**The request:** Express the items from the line containing "of the waterfall?" through the line containing "pixel 25 142" as a two-column CSV with the columns item_text and answer, one row per item. Enclose each field in double quotes and replace every line break inside a field with a space.

(A run of records)
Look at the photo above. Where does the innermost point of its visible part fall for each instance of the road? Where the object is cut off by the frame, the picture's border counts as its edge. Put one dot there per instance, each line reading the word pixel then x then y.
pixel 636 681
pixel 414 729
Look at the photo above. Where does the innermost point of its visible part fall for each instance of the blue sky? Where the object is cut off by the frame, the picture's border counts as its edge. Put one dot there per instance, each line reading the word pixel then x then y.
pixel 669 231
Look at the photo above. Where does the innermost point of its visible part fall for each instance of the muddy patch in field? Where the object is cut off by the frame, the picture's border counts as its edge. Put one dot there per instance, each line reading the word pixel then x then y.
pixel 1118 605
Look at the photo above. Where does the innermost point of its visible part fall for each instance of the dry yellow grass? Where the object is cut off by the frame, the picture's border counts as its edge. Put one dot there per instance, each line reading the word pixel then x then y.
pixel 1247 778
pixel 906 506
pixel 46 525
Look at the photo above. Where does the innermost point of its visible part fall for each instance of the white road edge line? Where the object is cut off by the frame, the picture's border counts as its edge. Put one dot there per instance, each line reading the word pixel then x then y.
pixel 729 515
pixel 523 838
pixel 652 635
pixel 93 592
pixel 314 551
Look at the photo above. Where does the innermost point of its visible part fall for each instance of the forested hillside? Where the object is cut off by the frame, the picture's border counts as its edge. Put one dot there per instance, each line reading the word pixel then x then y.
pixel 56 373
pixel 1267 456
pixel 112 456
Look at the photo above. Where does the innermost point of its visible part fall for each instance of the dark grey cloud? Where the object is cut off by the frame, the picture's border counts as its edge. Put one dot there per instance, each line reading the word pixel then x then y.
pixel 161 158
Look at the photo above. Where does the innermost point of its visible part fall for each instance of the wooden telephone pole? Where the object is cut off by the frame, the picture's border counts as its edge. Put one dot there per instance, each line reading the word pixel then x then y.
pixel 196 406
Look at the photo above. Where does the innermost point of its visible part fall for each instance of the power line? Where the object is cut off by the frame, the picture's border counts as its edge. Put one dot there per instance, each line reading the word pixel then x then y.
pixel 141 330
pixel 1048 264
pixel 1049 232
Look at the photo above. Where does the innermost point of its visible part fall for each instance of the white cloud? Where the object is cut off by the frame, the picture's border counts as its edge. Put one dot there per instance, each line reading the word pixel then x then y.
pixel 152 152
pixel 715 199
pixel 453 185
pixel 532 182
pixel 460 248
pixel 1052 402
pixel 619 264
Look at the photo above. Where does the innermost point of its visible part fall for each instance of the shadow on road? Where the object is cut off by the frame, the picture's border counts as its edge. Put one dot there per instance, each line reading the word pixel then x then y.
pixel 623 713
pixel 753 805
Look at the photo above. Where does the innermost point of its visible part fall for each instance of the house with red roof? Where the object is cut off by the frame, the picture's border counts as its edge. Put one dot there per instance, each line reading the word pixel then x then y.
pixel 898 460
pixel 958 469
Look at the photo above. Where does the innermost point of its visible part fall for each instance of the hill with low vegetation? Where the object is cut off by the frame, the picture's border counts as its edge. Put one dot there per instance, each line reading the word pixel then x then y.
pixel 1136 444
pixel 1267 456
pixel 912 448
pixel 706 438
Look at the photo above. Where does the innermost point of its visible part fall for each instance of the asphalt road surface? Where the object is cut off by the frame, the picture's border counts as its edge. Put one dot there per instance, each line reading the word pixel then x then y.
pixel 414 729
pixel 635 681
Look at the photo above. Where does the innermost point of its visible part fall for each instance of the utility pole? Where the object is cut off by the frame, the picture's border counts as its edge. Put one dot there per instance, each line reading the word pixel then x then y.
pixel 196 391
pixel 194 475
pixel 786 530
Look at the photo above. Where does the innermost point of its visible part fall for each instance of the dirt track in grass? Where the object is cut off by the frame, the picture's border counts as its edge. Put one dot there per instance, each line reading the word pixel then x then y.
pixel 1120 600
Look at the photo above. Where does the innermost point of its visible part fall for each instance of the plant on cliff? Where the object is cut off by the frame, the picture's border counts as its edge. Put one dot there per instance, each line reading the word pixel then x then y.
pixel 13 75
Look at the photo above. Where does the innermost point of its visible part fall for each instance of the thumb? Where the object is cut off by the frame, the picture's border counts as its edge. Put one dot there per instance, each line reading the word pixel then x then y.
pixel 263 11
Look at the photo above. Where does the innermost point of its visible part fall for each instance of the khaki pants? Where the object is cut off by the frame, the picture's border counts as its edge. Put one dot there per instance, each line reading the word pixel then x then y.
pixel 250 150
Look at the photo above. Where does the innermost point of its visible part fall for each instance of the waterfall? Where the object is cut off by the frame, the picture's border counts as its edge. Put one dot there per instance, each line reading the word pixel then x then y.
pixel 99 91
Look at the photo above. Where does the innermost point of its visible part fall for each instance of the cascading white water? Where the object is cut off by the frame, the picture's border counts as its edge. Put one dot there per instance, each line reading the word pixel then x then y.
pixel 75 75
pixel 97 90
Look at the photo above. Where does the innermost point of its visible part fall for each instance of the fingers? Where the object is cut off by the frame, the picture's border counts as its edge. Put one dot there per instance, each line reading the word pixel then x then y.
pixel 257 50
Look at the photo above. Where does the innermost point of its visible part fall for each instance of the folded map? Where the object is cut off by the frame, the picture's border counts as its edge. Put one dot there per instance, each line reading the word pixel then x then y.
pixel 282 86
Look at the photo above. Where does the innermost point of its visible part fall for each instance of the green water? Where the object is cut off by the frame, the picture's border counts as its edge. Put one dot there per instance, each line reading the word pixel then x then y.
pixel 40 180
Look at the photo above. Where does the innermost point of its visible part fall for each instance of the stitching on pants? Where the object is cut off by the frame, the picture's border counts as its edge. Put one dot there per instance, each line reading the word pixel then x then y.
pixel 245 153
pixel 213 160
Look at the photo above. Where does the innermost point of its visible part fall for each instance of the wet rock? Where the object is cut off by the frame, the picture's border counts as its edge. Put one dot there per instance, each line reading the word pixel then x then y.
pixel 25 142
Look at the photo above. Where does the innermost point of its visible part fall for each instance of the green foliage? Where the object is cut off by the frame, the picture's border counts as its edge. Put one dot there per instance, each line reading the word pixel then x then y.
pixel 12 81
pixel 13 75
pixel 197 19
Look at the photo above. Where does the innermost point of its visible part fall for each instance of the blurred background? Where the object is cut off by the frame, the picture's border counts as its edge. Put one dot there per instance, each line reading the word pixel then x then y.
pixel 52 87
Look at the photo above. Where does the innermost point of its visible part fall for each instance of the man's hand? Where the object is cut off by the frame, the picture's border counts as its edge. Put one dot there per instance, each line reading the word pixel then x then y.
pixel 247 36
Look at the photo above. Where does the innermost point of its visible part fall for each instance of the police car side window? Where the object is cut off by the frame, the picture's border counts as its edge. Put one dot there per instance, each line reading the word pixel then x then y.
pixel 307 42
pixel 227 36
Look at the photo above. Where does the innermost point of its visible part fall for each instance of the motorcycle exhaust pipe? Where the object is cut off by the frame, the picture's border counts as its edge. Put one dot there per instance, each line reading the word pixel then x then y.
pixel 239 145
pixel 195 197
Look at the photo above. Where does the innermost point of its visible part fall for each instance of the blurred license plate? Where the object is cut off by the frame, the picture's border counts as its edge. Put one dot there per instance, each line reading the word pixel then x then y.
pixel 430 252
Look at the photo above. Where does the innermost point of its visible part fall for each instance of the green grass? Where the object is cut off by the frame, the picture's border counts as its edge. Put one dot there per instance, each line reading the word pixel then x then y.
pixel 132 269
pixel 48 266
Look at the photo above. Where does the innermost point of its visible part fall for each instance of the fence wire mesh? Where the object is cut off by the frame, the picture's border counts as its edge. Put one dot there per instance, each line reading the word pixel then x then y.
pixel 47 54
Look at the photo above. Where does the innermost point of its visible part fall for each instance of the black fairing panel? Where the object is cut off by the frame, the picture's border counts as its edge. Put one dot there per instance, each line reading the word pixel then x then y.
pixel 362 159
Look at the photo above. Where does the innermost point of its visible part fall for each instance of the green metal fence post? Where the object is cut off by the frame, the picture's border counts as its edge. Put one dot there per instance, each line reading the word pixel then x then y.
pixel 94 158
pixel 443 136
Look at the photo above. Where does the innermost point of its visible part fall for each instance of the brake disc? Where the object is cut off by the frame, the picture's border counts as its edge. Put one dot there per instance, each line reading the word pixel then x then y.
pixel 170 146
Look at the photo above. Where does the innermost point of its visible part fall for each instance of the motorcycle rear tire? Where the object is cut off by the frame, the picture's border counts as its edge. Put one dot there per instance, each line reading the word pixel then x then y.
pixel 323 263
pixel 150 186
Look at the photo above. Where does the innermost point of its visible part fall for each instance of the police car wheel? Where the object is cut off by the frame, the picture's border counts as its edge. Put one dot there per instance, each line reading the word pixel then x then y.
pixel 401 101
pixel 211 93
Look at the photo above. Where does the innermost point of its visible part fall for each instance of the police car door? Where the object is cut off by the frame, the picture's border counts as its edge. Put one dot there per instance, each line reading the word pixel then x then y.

**Solution to this task:**
item_text,answer
"Look at the photo above. Where does the innermost point of its visible part fall for each instance of the waterfall? Where the object is cut off by the frame, the picture's border counts as its edge. Put one dot there per instance, each line reading the word pixel then x then y.","pixel 99 91"
"Look at the photo above. Where does the innermost point of its visible part fall for each instance of the cascading white water? Where the object is cut off by the frame, the picture's border counts as its edge. Put one dot there per instance, each line reading the word pixel then x then y.","pixel 75 75 pixel 97 90"
"Look at the photo above. Where does the innermost point of its visible part fall for each instance of the fingers? Where the object is cut off by the frame, the picture's border counts as its edge. Put one dot there per instance, each line reading the word pixel then x then y.","pixel 257 50"
"Look at the photo above. Where does the innermost point of its visible part fall for each instance of the folded map? Where the object is cut off by the frame, the picture's border counts as its edge. Put one dot there per instance, each line reading the word pixel then x then y.","pixel 282 86"
"Look at the photo above. Where does the innermost point of its visible part fall for each instance of the green water? Where the object is cut off by the frame, the picture's border counts as its edge. Put one dot there per instance, each line reading the word pixel then x then y.","pixel 40 180"
"Look at the photo above. Where does the innermost point of its visible part fall for each instance of the stitching on pants? Where the object is cut off by the frame, the picture's border counts as its edge. Put one dot there per instance, each line reading the word pixel then x then y.","pixel 245 153 pixel 213 160"
"Look at the photo above. Where does the innermost point of its visible part fall for each instance of the wet rock? Where the object is cut off by the frame, the picture's border counts as its edge. Put one dot there per instance, each line reading the word pixel then x then y.","pixel 25 142"